» **Aim of the exercise**
The copy you print must match the listing exactly, with its pictures removed.
-=-=-
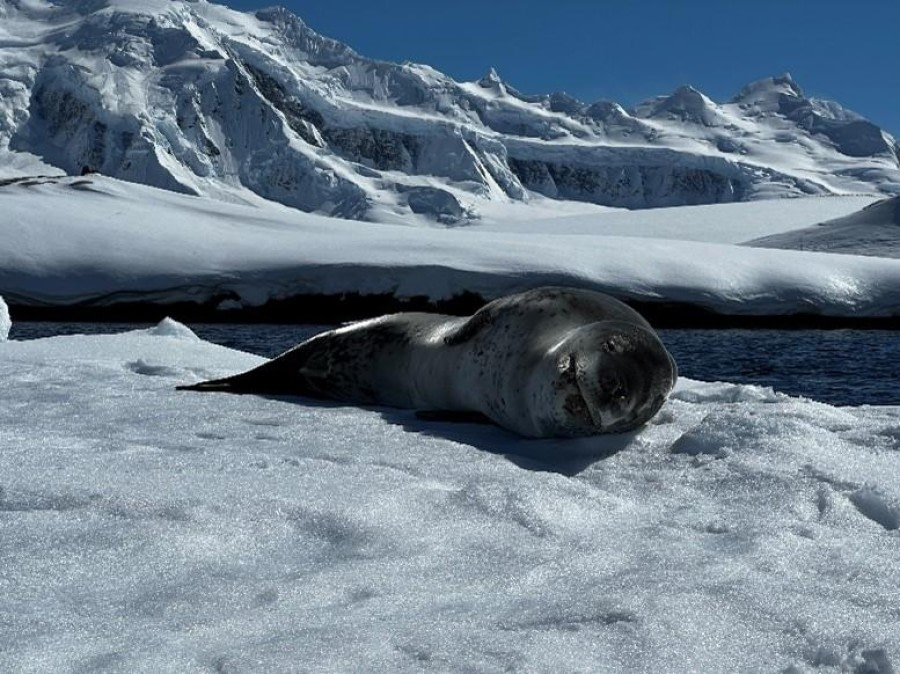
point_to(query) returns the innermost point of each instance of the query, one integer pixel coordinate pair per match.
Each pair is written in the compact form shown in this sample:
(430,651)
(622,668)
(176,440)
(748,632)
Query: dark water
(842,367)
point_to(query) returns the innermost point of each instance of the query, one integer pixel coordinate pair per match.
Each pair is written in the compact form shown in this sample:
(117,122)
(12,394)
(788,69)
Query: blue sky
(629,50)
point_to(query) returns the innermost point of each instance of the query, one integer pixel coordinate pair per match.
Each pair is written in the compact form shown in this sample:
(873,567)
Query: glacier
(197,98)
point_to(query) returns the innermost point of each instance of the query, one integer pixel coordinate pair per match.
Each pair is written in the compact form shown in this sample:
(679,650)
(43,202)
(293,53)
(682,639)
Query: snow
(875,230)
(102,241)
(5,323)
(183,96)
(146,529)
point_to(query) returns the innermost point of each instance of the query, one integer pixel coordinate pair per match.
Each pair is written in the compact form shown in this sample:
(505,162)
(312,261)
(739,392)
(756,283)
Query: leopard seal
(548,362)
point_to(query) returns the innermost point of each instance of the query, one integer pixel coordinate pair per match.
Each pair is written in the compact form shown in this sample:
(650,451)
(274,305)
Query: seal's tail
(226,385)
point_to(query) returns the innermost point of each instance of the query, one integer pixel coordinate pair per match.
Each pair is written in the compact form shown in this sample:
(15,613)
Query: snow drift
(99,242)
(875,231)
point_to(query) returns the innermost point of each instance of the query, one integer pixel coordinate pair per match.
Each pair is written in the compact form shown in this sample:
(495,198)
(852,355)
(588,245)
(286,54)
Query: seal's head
(605,377)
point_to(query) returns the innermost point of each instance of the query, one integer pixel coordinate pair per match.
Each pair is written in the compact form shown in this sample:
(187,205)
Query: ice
(349,136)
(66,241)
(5,322)
(146,529)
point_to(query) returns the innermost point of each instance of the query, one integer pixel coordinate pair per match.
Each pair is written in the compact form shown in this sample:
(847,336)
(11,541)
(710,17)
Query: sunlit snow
(145,529)
(100,240)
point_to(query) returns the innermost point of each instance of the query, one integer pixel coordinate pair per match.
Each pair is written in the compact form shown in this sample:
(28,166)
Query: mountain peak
(491,80)
(769,94)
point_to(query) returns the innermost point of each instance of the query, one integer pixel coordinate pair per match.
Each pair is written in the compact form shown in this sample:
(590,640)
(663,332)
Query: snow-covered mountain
(192,96)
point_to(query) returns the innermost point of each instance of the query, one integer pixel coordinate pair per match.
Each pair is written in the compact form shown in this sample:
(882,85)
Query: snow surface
(144,529)
(875,230)
(5,323)
(197,98)
(103,241)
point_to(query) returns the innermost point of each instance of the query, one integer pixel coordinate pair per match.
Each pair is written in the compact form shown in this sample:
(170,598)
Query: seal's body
(549,362)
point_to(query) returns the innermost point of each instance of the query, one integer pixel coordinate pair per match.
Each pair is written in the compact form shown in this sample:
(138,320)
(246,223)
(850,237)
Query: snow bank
(101,241)
(146,529)
(874,230)
(5,322)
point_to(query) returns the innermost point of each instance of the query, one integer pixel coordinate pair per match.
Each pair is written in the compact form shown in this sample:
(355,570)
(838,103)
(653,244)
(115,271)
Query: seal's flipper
(453,416)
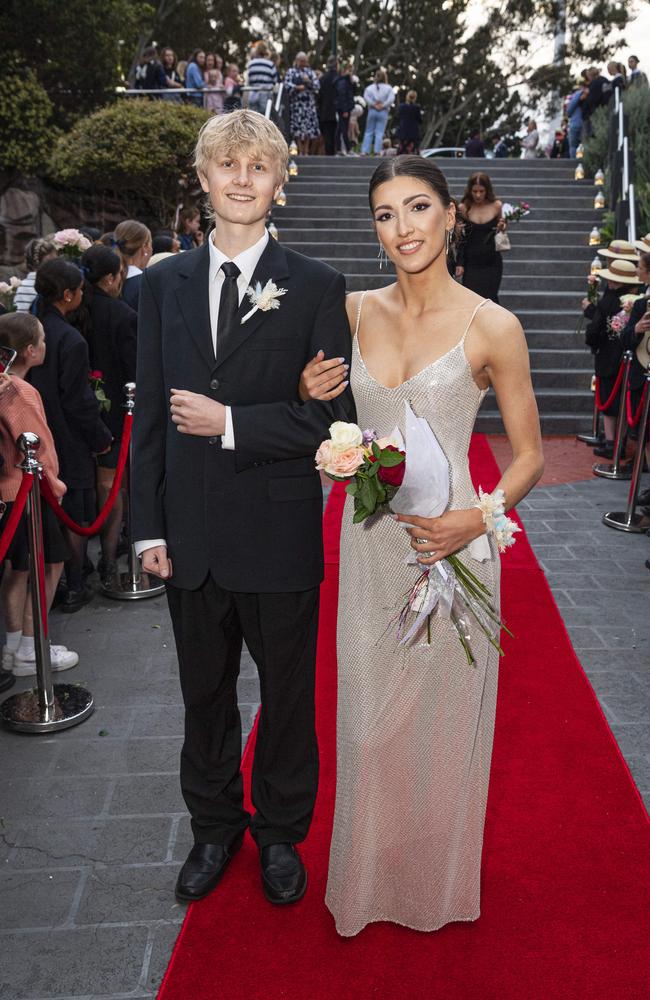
-=-=-
» **Solution for this task**
point_to(query) returns the innermost point of each instance of the query, one integer pixel coordinate pair per match.
Each pair is written in the compact form shown in this sample:
(430,651)
(622,668)
(176,440)
(748,632)
Query: dark water
(842,367)
point_to(query) returns the innermost point of each instance of the query, one integer pixel coordinate pair per match.
Each pair is written in the compact form shown in this sample:
(117,122)
(12,394)
(788,69)
Query: blue sky
(629,50)
point_to(query) returns the innermost point of each instance of the query, one integer pixel coordinate pair per match.
Each pair is written in the compact form shown in this sample:
(873,567)
Query: glacier
(197,98)
point_to(query) returns the innermost point of each instance of the query, one integer pixel coordinate pair per match.
Each pair is written in the compact form shown in this sample:
(679,650)
(43,202)
(293,53)
(682,639)
Query: snow
(875,230)
(102,241)
(5,323)
(183,96)
(146,529)
point_to(query) returns the innermost point of each instance of the query, one integer pixel coordinate pair per match.
Each pair is written in the compact form shown in this sample:
(505,162)
(312,261)
(739,392)
(756,283)
Query: leopard seal
(548,362)
point_to(query) returns the innermost point of each instance of the query, one integer pixel coordinate pair per match.
Each pair is written in the compact form shown in this sample:
(650,451)
(274,305)
Query: seal's tail
(226,385)
point_to(query) returns the innermost point of each instance of the query, one integer pixel coordinate pair per match.
Each pair is written in the compact form shown in this sample:
(15,613)
Query: snow drift
(99,242)
(875,231)
point_to(query) returns the innermost point of each instance of the query, one integer pixel coordinate pair per match.
Each pair is written in the compact form shown in this sample:
(495,198)
(852,355)
(588,245)
(286,54)
Query: seal's head
(605,377)
point_to(query) returns the innermost point of each instance of the query, one integer pixel coordinate pair per match.
Each pair is written in the compact form shown in this sample:
(187,205)
Query: ice
(349,136)
(66,241)
(5,322)
(146,529)
point_to(query) returns the innermost point of each instance of the query, one integer pixel coordinate pair per match.
Each pair is written in the compact form shown in this sample:
(847,336)
(11,541)
(710,17)
Query: sunlit snow
(145,529)
(100,240)
point_to(query) returns the innermost point of each instance of the query, one integer pixel coordinate pair per match.
Each pair is written in the compact form shown in this sample:
(28,166)
Query: mountain peak
(491,80)
(769,94)
point_to(query) returns the innermost point of each instance of the query, one integer pixel coordinate pair per match.
Each pair is written in the compact form shown in this sample:
(590,640)
(663,332)
Query: snow-covered mountain
(192,96)
point_to(query) returns the innermost point of each instance of the query, one integer pixel coordinate pair per match.
Each pair is written in the compact form shown in this sample:
(882,85)
Query: snow surface
(144,529)
(875,230)
(5,323)
(197,98)
(103,241)
point_to(query) returns the innermost point of each instance of the query, one integer pixel coordinate pair per match.
Each pair is written in the compact form shown in this sample:
(170,598)
Query: seal's body
(549,362)
point_to(query) returns the innermost point of each instance of the query, one integer pixel coordinate pair per match.
Each pair is written in the compact form shown in this sample:
(138,320)
(246,223)
(850,237)
Query: snow bank
(101,241)
(146,529)
(874,230)
(5,322)
point_to(query) returns the innermost point of each instance of the query, one integer pixel coordinate pair per match.
Each pair is written in the compact form shown in this sample:
(355,570)
(838,103)
(653,244)
(115,271)
Query: seal's flipper
(453,416)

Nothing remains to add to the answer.